* Start *

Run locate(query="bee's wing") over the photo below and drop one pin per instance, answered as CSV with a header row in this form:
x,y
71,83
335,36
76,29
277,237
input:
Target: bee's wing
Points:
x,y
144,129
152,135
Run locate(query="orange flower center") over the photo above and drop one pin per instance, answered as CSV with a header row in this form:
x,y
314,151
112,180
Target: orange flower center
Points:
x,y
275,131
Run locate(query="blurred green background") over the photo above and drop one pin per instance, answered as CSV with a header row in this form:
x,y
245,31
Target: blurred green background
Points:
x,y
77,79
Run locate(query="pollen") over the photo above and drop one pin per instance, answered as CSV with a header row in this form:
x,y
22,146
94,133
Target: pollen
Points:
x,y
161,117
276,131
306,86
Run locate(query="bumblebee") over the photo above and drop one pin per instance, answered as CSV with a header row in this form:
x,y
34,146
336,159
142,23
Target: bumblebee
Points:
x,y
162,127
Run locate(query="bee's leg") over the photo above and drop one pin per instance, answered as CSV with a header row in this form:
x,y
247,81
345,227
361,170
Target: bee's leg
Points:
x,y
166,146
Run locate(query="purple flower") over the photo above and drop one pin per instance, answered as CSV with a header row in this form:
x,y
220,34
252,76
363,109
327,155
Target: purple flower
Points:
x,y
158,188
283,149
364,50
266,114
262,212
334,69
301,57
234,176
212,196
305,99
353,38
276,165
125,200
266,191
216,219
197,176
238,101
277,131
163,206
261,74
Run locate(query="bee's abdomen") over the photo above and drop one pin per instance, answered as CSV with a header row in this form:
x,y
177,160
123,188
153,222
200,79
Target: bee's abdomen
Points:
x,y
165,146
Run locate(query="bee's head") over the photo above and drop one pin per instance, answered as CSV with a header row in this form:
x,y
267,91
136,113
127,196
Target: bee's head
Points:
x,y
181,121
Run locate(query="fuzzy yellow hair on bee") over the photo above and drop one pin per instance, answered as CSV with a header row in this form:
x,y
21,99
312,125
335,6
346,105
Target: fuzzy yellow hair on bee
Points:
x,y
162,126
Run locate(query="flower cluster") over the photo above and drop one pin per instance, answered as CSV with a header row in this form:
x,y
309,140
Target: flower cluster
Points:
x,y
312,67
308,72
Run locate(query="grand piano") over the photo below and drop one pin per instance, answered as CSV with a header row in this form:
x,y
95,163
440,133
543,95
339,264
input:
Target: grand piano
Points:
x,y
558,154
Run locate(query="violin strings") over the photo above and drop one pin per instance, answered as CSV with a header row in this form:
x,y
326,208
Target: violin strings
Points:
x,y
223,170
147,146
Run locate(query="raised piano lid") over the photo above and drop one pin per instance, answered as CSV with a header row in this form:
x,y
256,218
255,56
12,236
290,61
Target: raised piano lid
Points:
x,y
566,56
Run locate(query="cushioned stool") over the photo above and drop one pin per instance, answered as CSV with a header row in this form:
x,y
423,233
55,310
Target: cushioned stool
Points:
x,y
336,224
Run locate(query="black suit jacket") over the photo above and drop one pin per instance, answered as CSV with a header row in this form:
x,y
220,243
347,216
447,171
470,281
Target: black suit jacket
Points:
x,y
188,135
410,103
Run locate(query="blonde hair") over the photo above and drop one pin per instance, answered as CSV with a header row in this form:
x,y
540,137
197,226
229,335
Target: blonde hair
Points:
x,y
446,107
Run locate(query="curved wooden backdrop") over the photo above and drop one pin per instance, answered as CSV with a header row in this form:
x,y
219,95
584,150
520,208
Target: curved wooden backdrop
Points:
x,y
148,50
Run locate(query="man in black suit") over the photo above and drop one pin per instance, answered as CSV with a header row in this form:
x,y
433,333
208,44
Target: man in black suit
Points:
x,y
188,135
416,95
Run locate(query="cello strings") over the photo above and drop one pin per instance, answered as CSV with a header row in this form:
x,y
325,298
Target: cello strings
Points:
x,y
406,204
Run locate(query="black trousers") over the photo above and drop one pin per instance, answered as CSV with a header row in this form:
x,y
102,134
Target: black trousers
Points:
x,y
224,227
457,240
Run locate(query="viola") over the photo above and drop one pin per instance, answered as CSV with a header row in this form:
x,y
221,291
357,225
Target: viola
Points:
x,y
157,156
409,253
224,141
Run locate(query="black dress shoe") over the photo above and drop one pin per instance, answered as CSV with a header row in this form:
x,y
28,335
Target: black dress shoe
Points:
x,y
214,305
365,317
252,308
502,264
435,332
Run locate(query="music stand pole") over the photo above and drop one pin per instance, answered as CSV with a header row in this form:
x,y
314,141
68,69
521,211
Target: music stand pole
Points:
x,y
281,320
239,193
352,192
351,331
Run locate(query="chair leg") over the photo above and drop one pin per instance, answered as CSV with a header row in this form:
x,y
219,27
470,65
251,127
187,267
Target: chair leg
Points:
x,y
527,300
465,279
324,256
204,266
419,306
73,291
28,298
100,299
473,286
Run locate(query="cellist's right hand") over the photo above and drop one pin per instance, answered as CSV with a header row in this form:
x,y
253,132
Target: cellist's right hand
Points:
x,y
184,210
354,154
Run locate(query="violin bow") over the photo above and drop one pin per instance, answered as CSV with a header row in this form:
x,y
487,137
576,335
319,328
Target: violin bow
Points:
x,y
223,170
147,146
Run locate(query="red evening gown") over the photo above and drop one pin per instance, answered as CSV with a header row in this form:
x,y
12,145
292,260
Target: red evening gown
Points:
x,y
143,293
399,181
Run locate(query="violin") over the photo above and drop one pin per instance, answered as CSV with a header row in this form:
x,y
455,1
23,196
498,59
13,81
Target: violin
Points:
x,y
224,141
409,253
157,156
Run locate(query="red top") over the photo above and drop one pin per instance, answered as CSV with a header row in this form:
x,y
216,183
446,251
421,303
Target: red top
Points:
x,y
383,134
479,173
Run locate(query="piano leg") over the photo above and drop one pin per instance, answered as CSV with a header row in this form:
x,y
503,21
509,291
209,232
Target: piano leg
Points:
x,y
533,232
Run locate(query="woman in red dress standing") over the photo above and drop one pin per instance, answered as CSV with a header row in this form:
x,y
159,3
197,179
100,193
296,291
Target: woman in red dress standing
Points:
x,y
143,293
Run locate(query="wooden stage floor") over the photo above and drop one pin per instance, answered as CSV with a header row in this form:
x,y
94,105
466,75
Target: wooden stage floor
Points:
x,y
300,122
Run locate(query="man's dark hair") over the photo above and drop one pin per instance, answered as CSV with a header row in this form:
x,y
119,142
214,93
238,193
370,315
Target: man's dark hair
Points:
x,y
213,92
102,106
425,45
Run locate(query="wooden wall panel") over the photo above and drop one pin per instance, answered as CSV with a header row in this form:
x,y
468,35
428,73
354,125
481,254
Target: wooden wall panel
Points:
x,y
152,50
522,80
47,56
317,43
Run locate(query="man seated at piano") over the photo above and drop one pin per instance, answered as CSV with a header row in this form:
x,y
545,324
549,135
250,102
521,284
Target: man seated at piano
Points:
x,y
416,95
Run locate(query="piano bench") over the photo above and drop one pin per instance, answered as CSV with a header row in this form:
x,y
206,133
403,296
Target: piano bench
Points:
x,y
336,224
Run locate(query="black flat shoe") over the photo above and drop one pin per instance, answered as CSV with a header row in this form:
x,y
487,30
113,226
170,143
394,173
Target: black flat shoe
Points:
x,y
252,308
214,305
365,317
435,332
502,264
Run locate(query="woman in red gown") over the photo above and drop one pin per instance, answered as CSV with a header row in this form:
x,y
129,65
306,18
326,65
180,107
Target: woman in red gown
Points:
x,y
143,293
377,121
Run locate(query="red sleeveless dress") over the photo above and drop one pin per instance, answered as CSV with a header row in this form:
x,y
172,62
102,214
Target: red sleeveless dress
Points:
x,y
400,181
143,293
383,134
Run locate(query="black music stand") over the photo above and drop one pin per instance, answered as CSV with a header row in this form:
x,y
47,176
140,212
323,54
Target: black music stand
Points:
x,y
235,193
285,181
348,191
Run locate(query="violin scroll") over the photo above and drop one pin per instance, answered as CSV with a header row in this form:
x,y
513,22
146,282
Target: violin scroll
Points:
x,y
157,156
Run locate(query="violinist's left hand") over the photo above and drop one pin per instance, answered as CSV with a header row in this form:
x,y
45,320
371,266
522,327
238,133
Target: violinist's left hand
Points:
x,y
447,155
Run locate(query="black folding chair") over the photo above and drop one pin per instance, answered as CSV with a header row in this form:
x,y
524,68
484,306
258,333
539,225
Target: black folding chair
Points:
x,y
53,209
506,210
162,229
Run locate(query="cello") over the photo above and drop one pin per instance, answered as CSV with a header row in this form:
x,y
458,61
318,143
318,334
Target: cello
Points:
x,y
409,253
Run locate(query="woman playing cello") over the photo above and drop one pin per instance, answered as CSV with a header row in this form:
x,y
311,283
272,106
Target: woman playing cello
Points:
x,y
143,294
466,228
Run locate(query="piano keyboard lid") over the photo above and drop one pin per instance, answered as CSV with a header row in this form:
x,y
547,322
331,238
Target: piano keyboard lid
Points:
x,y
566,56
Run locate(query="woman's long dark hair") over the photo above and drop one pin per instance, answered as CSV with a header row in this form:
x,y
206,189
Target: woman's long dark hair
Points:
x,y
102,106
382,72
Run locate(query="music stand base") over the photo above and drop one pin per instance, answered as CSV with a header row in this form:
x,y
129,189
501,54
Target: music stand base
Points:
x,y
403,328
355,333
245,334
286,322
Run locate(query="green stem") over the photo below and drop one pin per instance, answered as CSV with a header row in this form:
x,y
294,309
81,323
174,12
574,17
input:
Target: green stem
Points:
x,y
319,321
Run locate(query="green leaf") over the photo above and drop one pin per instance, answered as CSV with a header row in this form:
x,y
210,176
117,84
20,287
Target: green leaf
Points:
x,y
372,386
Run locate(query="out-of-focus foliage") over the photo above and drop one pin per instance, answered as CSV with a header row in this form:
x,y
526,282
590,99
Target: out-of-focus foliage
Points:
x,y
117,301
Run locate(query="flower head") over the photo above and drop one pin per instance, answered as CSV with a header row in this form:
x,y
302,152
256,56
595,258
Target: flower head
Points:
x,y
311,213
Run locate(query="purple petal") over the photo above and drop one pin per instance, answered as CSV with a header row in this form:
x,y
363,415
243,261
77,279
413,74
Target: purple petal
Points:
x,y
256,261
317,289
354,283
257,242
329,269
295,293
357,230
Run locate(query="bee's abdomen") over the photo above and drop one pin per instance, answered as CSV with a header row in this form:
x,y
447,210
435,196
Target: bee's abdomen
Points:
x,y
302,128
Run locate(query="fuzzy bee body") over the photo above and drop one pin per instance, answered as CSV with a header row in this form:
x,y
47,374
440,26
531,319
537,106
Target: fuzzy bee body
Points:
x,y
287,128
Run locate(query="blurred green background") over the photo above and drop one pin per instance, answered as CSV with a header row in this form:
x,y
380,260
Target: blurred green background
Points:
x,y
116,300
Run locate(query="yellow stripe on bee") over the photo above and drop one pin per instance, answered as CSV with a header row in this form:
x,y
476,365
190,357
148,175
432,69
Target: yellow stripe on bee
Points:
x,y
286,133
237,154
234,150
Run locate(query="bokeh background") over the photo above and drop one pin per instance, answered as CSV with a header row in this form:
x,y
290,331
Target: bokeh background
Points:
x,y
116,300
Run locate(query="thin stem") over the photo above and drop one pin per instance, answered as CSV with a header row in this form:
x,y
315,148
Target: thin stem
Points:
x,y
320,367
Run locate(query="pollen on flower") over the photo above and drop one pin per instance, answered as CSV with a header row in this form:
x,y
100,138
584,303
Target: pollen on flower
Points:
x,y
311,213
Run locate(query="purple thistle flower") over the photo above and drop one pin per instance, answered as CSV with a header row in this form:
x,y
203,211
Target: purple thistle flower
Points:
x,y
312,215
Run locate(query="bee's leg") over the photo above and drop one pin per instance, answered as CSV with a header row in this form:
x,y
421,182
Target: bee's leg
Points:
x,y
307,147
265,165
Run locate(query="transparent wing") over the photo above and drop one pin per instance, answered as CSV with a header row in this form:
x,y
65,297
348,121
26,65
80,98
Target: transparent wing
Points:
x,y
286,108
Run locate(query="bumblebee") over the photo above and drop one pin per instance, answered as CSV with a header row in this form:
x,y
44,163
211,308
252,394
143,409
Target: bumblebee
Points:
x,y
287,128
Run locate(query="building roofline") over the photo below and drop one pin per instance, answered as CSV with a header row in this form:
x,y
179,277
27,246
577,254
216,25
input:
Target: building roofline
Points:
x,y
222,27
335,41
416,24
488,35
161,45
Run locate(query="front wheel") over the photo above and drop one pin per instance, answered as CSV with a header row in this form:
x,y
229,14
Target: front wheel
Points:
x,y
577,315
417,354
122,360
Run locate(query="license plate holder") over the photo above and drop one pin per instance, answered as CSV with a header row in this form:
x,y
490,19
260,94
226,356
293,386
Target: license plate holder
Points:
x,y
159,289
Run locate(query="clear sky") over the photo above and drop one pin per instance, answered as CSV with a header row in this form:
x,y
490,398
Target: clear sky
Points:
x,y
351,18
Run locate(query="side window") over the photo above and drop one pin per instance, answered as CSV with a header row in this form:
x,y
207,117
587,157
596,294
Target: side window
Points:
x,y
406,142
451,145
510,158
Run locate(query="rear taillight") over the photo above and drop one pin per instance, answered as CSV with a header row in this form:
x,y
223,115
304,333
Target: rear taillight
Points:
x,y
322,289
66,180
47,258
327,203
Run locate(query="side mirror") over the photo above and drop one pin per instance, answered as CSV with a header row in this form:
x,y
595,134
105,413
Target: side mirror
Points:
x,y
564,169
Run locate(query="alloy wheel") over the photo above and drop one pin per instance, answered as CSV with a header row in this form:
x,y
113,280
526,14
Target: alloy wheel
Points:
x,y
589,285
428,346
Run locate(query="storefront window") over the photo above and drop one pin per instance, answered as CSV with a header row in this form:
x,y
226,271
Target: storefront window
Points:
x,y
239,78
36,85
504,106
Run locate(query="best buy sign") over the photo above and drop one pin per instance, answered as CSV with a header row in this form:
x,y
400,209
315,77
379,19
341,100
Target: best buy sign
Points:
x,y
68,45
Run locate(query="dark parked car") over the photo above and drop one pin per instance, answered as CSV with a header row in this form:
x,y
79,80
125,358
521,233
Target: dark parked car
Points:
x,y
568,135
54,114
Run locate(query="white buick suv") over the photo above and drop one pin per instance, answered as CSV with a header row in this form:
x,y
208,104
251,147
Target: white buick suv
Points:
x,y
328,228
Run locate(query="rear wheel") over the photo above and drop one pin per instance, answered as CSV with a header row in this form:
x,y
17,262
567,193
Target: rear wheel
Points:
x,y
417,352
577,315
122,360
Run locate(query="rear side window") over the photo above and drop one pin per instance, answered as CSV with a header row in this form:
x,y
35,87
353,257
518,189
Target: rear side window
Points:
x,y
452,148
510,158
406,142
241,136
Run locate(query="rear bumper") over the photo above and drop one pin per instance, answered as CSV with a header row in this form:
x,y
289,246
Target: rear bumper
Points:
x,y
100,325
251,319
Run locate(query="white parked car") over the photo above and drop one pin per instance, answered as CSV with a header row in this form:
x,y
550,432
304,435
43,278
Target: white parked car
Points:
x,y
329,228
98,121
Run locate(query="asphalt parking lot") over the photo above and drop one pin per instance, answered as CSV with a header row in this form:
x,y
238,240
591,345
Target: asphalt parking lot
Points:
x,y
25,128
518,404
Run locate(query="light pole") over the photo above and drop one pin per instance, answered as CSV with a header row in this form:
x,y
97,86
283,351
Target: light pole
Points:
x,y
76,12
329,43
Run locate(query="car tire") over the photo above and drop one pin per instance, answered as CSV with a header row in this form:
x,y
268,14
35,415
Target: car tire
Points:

* End *

* **WHAT TO PRODUCE**
Count the lines in the data above that contain the string "wall", with case counting, and reply with only that number.

* **SOLUTION TO THIS TASK**
2